[Opening Raw data section]

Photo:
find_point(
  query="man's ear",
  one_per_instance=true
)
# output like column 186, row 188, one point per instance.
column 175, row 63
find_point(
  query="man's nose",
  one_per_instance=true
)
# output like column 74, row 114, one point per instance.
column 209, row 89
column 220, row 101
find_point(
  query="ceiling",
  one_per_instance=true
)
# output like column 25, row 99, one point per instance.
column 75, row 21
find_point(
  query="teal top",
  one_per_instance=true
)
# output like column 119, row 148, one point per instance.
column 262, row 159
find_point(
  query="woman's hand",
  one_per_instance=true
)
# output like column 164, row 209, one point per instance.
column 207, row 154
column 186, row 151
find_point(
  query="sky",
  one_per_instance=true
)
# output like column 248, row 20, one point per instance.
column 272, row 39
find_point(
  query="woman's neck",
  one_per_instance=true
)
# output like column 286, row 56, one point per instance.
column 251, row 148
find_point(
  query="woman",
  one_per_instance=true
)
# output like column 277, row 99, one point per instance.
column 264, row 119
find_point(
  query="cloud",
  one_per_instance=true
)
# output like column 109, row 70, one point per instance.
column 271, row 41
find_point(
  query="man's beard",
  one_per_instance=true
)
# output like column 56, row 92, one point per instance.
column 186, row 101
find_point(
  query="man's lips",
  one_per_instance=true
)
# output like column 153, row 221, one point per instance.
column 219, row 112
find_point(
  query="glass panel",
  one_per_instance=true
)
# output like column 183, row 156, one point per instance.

[Closing Raw data section]

Task goal: Check each line of the entries above for the word "woman". List the ones that have it.

Result:
  query="woman's hand",
  query="woman's neck",
  query="woman",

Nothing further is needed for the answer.